▶ **Aim of the exercise**
Could you give the records below again exactly, without the pictures?

▶ **Listed records**
=-=-=
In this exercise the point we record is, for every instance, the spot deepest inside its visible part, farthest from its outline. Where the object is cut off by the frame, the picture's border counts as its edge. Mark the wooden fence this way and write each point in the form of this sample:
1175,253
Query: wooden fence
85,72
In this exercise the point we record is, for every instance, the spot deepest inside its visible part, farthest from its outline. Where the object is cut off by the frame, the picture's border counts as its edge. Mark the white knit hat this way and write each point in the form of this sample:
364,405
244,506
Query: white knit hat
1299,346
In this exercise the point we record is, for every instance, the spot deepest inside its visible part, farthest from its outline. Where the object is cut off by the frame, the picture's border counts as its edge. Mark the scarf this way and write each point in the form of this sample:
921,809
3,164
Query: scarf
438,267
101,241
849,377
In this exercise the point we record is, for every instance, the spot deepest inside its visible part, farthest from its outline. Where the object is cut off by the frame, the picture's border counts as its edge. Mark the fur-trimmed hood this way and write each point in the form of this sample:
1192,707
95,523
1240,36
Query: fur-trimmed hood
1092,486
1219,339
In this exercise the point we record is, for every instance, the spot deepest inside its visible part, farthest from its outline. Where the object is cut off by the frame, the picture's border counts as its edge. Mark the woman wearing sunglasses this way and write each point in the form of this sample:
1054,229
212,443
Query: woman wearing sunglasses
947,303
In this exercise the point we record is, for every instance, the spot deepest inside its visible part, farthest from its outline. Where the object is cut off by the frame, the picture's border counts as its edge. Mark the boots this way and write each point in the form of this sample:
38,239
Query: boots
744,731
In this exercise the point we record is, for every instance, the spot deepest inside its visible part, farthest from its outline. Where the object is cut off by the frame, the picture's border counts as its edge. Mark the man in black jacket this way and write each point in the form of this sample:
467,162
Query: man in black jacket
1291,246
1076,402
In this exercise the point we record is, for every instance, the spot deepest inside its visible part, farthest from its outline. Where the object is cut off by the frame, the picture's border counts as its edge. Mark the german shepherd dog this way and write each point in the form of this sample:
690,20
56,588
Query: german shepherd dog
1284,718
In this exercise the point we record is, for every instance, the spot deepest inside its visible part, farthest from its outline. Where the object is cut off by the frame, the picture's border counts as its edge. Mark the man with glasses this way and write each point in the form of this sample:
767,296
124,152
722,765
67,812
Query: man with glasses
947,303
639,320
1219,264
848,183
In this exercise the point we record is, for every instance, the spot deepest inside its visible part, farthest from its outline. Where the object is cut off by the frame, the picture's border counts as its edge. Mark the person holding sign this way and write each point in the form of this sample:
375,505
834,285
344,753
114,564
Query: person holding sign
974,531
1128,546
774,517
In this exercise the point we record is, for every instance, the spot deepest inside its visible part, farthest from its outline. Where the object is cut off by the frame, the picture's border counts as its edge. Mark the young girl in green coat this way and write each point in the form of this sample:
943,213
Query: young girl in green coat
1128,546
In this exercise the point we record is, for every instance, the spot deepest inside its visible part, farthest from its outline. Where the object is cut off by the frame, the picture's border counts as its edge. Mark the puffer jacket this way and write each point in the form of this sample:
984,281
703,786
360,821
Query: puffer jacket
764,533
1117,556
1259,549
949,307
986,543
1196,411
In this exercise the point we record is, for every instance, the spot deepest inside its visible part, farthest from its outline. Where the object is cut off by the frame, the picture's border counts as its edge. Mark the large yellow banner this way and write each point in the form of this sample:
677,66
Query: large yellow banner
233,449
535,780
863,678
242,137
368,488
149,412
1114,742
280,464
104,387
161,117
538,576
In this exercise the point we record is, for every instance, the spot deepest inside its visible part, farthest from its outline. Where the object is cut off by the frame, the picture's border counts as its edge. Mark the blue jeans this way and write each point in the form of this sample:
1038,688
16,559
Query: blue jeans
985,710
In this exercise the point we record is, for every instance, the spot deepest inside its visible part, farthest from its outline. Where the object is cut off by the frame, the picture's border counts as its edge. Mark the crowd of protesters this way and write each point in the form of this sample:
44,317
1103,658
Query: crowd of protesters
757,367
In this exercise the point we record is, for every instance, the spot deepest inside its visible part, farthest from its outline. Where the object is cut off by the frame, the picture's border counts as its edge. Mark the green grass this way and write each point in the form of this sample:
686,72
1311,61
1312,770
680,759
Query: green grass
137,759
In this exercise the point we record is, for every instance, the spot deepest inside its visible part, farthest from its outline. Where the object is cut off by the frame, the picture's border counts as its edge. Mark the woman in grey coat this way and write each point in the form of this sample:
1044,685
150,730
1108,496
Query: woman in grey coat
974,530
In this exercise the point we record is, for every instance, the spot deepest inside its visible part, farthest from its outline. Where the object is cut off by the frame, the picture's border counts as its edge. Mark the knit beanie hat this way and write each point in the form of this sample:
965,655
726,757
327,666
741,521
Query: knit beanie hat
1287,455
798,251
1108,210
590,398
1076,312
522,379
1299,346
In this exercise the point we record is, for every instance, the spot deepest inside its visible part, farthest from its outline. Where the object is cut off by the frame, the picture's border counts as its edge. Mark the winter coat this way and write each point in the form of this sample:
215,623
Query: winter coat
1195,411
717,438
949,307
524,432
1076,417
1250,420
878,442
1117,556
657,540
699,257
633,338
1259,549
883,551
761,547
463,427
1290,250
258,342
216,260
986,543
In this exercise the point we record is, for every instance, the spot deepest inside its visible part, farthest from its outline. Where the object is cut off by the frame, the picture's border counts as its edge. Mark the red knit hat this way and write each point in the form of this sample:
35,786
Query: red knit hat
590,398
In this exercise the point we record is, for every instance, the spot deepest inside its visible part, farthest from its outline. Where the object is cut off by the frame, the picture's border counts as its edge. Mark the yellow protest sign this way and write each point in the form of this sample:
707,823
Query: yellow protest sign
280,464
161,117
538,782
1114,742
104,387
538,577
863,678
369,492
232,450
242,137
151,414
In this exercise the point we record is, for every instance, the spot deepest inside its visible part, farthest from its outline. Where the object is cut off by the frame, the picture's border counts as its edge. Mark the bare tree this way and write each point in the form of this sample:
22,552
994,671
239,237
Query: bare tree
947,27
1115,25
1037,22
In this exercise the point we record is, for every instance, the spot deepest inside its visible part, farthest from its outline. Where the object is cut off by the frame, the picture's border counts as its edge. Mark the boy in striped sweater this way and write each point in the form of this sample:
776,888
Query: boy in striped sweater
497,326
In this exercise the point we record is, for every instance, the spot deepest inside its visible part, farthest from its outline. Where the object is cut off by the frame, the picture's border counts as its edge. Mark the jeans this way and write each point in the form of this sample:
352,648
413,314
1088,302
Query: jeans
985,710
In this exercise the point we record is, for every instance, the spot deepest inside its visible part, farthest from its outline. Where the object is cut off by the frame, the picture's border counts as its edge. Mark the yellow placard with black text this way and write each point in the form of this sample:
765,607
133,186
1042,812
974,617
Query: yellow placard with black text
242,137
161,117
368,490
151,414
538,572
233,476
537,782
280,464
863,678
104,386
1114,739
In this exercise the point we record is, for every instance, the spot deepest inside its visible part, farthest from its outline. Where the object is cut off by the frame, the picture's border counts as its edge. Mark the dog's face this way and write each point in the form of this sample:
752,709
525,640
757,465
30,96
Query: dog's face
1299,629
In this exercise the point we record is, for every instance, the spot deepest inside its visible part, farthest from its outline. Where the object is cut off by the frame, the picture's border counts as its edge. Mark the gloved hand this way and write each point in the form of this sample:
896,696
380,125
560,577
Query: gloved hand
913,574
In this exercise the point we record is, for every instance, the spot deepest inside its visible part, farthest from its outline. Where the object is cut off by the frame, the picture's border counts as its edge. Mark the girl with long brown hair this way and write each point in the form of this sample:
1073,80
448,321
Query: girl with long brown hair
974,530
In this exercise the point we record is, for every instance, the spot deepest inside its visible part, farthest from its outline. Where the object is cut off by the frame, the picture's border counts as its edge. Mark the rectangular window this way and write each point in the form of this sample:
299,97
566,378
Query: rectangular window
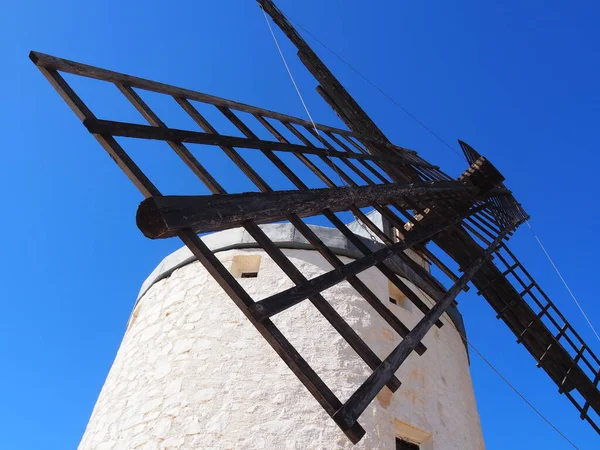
=-=-=
▶ **Answer area**
In this exercise the point we record is, for every instance, the spot deepest inside its visible part, farthest from its outline. Where the object is cut off by the frame, the picture's border counts as its edge. Mark the wooden fence this way and write each point in the form of this sample:
1175,253
Query: wooden fence
85,72
In this exercise the point we record is, for every instance, the spot deepest inside its visible part, farthest from its outline. Where the object is cut off by the frame, the picture's border counts as its edge. Mark the white knit hat this way and write each point in the form of this sample:
364,405
244,506
Query: white knit hat
1299,346
In this exercise the point we record is, for every instance, the spot deepest inside its visible part, farthest from its outline. Where the object is cut off by the frame, the picture's border counts as its edge. Mark the scarf this way and write each point in the form of this sample:
921,809
3,164
Query: scarf
438,267
101,241
849,377
In this exercise the point we record is, for every instance, the spot deepest inside its visible part, farthest from its outline. Where the object is cut off by the frame, the picture's border counts as its edge. Mark the fur-trimmed hood this way and write each point in the form of this sample:
1192,707
95,523
1240,36
Query: fur-trimmed hood
1092,486
1219,339
In this exercise the point we record is, for every instance, the spot deepest inside its visible part, farthest from its outline. Where the object is cut off by the frame, the picture's border counts as its edge. Mark the woman wearing sunglasses this way and write each point in the form of this sample:
1054,229
212,443
Query: woman wearing sunglasses
947,303
In this exercise the point we record is, for every instance, the spot deepest inside its visible part, farthest from its outline. Where the object is cut off by the frame, the picture's border counts as its edge. Mark the boots this way and write each point in the form of this sample:
38,239
Query: boots
744,731
In this exercise the point we record is, for every instance, the spot deepest inside its visible part, farthest from its outline. Where the object is cut off by the frame, the picture's border counts as its edge. Mark the man in black jacket this way and write each point in the form of this sample:
467,162
Query: man in black jacket
1291,246
1076,402
In this exercise the point we record is, for every instance, the spot deepest inside its visible part, farthest from its outline. Where the object is cut off by the frame, the picture's border counts as its edge. Mark the german shepherd dog this way and write each point in the form of this sample:
690,20
56,588
Query: german shepherd dog
1284,718
In this exercise the point we record is, for every instance, the spot deepest inside its visible part, farthest from its outline. Where the object is cut off by the frame, the picture's border counts as its edge. Mark the man with glasses this way and write each point in the form of this sample:
767,296
124,152
722,765
67,812
Query: man with glasses
947,303
639,320
1219,264
848,183
In this exercise the point we record is, for every instance, the spot deepest inside its visible part, farthest from its outline. Where the object is cut off by the frame, the picture's border counts as its edge. Mark the person holding sign this way and write each point in the form of this sample:
375,505
834,285
344,753
114,564
Query: person holding sign
974,531
1128,546
774,517
In this exercise the point we record is, for every instance, the spot deepest inside its visible part, farthest from its outline. Where the object is cut off by the frame, the picture's border counts as its edge. Mark the young girl in green coat this way and write each point in the form of this sample:
943,213
Query: young girl in green coat
1128,546
In this exercise the point we record is, for every instance, the spot deepest inside its visible part, farthest from its outline. Where the object is cut off by the frame, the picture's border counts as its edge. Mark the puffer jacket this way and write each point in the form of this sample:
984,281
703,786
360,821
Query: puffer jacket
764,533
1117,556
1259,549
949,307
986,543
1196,411
In this exercise the point we record is, for every instance, the spot deepest inside its visible part, farthest from its outline. Where the object is cut off by the frame, the picture's border counts as its edge. Mark the large yellow banner this way and write each point in the form of this sample:
677,66
Query: large yellow banner
233,449
535,780
863,678
242,137
368,488
149,412
1114,742
280,464
104,387
161,117
538,576
In this exercise the point we record is, for every instance, the spot deepest inside its visible part, farthest from its outline. Where the object is cut off by the frame, the picture's border counts as its edge. Mark the blue jeans this way and write each point in the form of this sample:
1038,688
16,559
Query: blue jeans
985,710
In this exercise the point we record is, for every instance, the spot deepest inside its visible part, farthest from its outline. Where the object is cut off by the frame, the picture's border counts as its edge. Mark the crowd of protesters this way and write each point in the form of this sample:
44,317
1103,658
Query: crowd of protesters
757,367
In this exercise the point we record is, for every instance, the spot deepest inside its visible part, farthest from its outline. Where the object is cut off by the frame, the picture's border counts as its edge. Mark the green grass this way and write each point in the form of this sample:
686,72
1311,61
1312,770
680,759
Query: green grass
137,759
In this exercise the point we record is, for every instance, the spot deepest inside its visible part, farthest from its outline. Where the object is cut off by the frame, the picture's border counts as its edge. Mark the woman in grey coat this way and write each point in the form of this sample:
1044,685
150,730
1108,496
Query: woman in grey coat
974,530
In this exercise the point we record is, for every instance, the spot deepest inside its visible part, farthest from its outline. Where the object is cut off by the frame, the picture's border counts as its edge. Mark the knit beanie hat this way and write each point in the form of this sample:
965,655
726,757
327,666
741,521
Query: knit beanie hat
1287,455
798,251
1108,210
590,398
1076,312
522,379
1299,346
In this exercise the point we record is, for every instance, the spot deepest inside its visible part, farthest from its outline. Where the object is cut off by the frame, the picture's border counts as its edge. Mark the winter coat this way and write each point in the form of this sample:
215,623
Query: winter coat
1195,411
717,438
949,307
524,432
1076,417
1250,420
878,442
1117,556
657,540
699,257
633,338
1259,549
883,551
761,547
463,427
1290,250
258,342
216,260
986,543
In this exercise the point we record is, for every instance, the spot deepest inside its visible part, farthest from its outline. Where the object is cut off by the frame, the picture's border counts as its edge. Mark the red knit hat this way and write each point in the form of this sample:
35,786
Query: red knit hat
590,398
In this exercise the point we record is, for every instance, the spot deepest inside its visible part, farthest from its outline. Where the object is cut off by the frame, the picture's border counts as its edge. Mark the yellow protest sign this way and write each point in the form of this sample:
707,823
Query: yellow protest sign
280,464
161,117
538,782
1114,742
104,387
538,577
863,678
369,492
232,450
242,137
151,414
In this exercise the point we record is, for every instance, the spot deepest inside its visible part, farthest from its outline. Where the object is cut off by the frame, the picture's border counts as its edge. Mark the bare tree this way and write each point in the form of this sample:
22,552
994,671
239,237
Query: bare tree
947,27
1115,25
1037,22
In this exercise the point we record is, for every instance, the spot deepest inside its visible part, farthest from its outline. Where the object is cut off by the frame, the picture's border counts as its edge. Mark the boy in striped sweater this way and write each point in the form of this sample:
776,888
Query: boy in striped sweater
497,326
In this exercise the point we record is, for every instance, the spot deepest inside its visible part, farthest from its outline. Where the object is cut off by the frame, the picture's border counts as its edge. Mark the jeans this way and write each point in the form of this sample:
352,648
413,314
1088,302
Query: jeans
985,710
In this exercise the point we record is, for every instance, the spot deepest inside its visible part, farthest from its outline. Where the object is cut off by the frame, the picture's border counts as its edge. Mark the yellow placard with black text this way and write each point in the form of this sample:
765,607
133,186
1042,812
974,617
Query: yellow placard with black text
242,137
161,117
368,490
151,414
538,572
233,476
537,782
280,464
863,678
104,386
1114,739
In this exercise the point we record is, for every instance, the spot deepest inside its visible part, farthest from its outline. Where the object is cut off by the frame, the picture's border counts as its edge. Mark the dog's face this way and write each point in the form of this sample:
752,709
525,640
757,465
30,96
Query: dog's face
1299,629
In this exercise the point we record is, for every instance, the spot deepest inside its visible part, farthest from its outline. Where the object is cut off by the frame, the picture's border counts as its edge. Mark the gloved hand this way and write each point in the form of this sample:
896,696
380,125
560,577
Query: gloved hand
913,574
In this exercise the point we record is, for every instance, the spot deepest inside its visible part, farthest from its outline. Where the object is cut off by the frame, the picture's border counts as its edge. Mark the girl with long brown hair this way and write each point in the form of this sample:
1073,80
448,321
Query: girl with long brown hair
974,530
In this exercise the point we record is, for every instance, the spot deepest inside its visible part, farthest from its outline. Where the object is cut off by the frame, the picture's border counts as its edge. Mark the rectangular window this way and write each point in the form of this sample:
299,97
566,378
Query: rectangular window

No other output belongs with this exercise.